◆ **FRAGMENTO**:

########################################

PISTAS Y BARRO

El discurrir de la marcha se hace ameno cuando en el recorrido nos encontramos paisajes inolvidables. Caminos infinitos con trazados preciosos en donde el tiempo se detiene y el avance sobre ellos se convierte en la mejor de las carreras.

viernes, 13 de marzo de 2015

Quince minutos antes, todo era posible aún. El mundo parecía hermoso y dejaba entrever un futuro brillante, plácido y libre.


Érase una vez un día de invierno en el que los copos de nieve caían como plumas del cielo.
Una reina estaba sentada cosiendo junto a una ventana con un marco de ébano y cosía. Mientras cosía y observaba la nieve, se pinchó con la aguja en el dedo y tres gotas de sangre cayeron. Y como el rojo se veía tan bello sobre la blanca nieve pensó: «¡Ojalá tuviese una niña tan blanca como la nieve, tan roja como la sangre y tan negra como el ébano!».


La nieve relucía, blanca, en el suelo. Quince minutos antes, una nueva capa, limpia y blanda, se había depositado sobre la anterior. Quince minutos antes, todo era posible aún. El mundo parecía hermoso y dejaba entrever un futuro brillante, plácido y libre. El futuro, por el que valía la pena correr un gran riesgo, jugárselo todo, intentar liberarse para siempre.

Quince minutos antes, una nevada ligera y suave había extendido un fino manto sobre la nieve vieja. Después dejó de nevar tan de repente como había empezado, y un rayo de sol fugaz apareció entre las nubes. En todo el invierno no se había visto un día tan bonito como aquel. Entonces, el rojo se mezclaba cada vez más con el blanco. Se extendía e iba ganando terreno; se deslizaba a través de la nieve cristalina y la teñía a su paso. Una parte del rojo había caído más lejos y había salpicado la nieve. Era de un color tan vivo que, de tener voz, habría gritado.

Natalia Smirnova miraba fijamente la nieve con sus ojos marrones, pero no veía nada. No pensaba en nada. No esperaba nada. No tenía miedo de nada.

Diez minutos antes, Natalia había tenido más esperanzas y más miedo que nunca en su vida. Con las manos temblorosas, había llenado su bolso Louis Vuitton auténtico con un montón de billetes. Había aguzado el oído para oír el más mínimo ruido. Había intentado tranquilizarse y decirse a sí misma que no corría ningún peligro. Ella misma lo había planeado todo. Pero, al mismo tiempo, también sabía que ningún plan era infalible. Un ligero empujón podía derrumbar toda la obra, planificada al detalle durante meses.

En el bolso tenía el pasaporte y un billete de avión para Moscú. No se llevaba nada más. En el aeropuerto de Moscú, su hermano la estaría esperando con un coche de alquiler. La llevaría a una casa de campo, que solo conocían unas pocas personas, a cientos de kilómetros. Allí estarían su madre y Olga, su hija de tres años, a la que hacía más de uno que no veía. ¿La recordaría la niña? Ya tendrían tiempo para volver a conocerse en aquella casa; se refugiarían allí durante uno o dos meses. Todo el tiempo que fuese necesario para poder sentirse fuera de peligro. Todo el tiempo necesario para que se olvidaran de ella.

########################################

◆ **EXTRACTO DE REGISTROS**:
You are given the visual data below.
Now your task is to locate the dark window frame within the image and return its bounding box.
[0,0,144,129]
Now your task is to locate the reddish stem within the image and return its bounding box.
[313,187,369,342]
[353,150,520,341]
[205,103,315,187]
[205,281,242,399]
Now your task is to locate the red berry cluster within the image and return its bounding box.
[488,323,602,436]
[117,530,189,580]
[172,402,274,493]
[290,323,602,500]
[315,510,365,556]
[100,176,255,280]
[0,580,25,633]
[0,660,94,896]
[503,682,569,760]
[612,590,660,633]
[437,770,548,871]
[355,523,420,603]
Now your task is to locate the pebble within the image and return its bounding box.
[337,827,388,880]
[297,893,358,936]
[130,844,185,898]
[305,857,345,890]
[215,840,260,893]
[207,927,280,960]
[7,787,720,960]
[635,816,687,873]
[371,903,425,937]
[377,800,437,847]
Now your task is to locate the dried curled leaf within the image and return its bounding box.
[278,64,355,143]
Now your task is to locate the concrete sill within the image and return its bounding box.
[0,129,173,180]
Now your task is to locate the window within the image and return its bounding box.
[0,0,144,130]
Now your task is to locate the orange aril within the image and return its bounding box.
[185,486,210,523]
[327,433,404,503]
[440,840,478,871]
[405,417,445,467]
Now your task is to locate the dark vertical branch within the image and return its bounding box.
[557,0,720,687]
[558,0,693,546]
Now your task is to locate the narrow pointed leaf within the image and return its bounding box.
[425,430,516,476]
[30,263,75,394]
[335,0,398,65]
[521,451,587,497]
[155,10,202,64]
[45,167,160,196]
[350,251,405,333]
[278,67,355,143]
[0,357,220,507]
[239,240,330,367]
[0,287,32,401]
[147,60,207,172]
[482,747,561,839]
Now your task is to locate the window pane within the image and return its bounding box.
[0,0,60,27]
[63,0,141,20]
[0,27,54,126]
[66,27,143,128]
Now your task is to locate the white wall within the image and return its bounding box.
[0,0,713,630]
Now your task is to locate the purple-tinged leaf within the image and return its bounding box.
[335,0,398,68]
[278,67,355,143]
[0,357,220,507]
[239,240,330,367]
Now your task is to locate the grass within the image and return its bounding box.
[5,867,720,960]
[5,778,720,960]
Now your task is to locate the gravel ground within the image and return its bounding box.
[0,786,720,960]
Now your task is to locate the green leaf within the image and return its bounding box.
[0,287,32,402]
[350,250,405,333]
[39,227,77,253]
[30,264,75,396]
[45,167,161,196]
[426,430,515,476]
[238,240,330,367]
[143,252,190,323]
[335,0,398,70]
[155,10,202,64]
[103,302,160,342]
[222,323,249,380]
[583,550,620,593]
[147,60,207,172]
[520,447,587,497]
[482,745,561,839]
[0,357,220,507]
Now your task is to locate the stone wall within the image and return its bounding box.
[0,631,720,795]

########################################

◆ **COMPLETA LO SIGUIENTE**:
1. Según el fragmento sobre Natalia Smirnova, ¿qué cuatro cosas no hacía Natalia mientras miraba fijamente la nieve? Enuméralas todas.
2. Indica si cada afirmación concuerda con el fragmento sobre Natalia Smirnova y cita las palabras que lo deciden: (a) Natalia guardó los billetes en un bolso Louis Vuitton auténtico. (b) El hermano de Natalia la esperaría en el aeropuerto de Moscú con su propio coche. (c) Olga, la hija de Natalia, tenía cinco años.
3. Prosigue el fragmento sobre Natalia Smirnova a partir de su última oración.
Los registros no intervienen en lo que se pide aquí.

◆ **RESPUESTAS POR TAREA**:
1. No veía nada; no pensaba en nada; no esperaba nada; no tenía miedo de nada.

2.
(a) Sí: «había llenado su bolso Louis Vuitton auténtico con un montón de billetes».
(b) No: «su hermano la estaría esperando con un coche de alquiler».
(c) No: «Olga, su hija de tres años».

3.
Natalia había ahuyentado la voz insistente que, en su interior, le decía que no se olvidarían de ella, que no la dejarían escapar. Se había convencido de que ella no era tan importante, de que en cualquier momento encontrarían a otra que la sustituiría. No se tomarían las molestias de ir a buscarla a su escondite.

En aquellos asuntos siempre había alguien que desaparecía. A veces, llevándose el dinero. Formaba parte de los riesgos del negocio; pérdidas inevitables, exactamente igual que la fruta que se pudre en la tienda y que hay que tirar a la basura.

Natalia no había contado el dinero. Había embutido en el bolso tantos billetes como había podido. Algunos estaban arrugados, pero eso no tenía ninguna importancia. Un billete arrugado de quinientos euros vale lo mismo que uno totalmente liso y nuevo. Podía servirle para comprar la comida de tres meses, o hasta cuatro, si era precavida y ahorraba lo suficiente. Bastaba para pagar el silencio de una persona durante algún tiempo. Para muchos, quinientos euros era el precio de guardar un secreto.

Natalia Smirnova, de veinte años, yacía boca abajo sobre la nieve, con una mejilla contra la superficie gélida. No sentía la punzada de la nieve helada en la piel. No sentía los glaciales veinticinco grados bajo cero en sus orejas desprotegidas.

Maa vieras on ja kylmä kevät sen
Natalia, sua paleltaa (*)

(*).- Fragmento de la popular canción finlandesa Natalia, con letra de Elvi Sinervo. Traducido del finlandés: «Es un país extranjero y la primavera es fría; Natalia, estás helada». (N. del T.)




Extraído del libro: "Rojo como la sangre"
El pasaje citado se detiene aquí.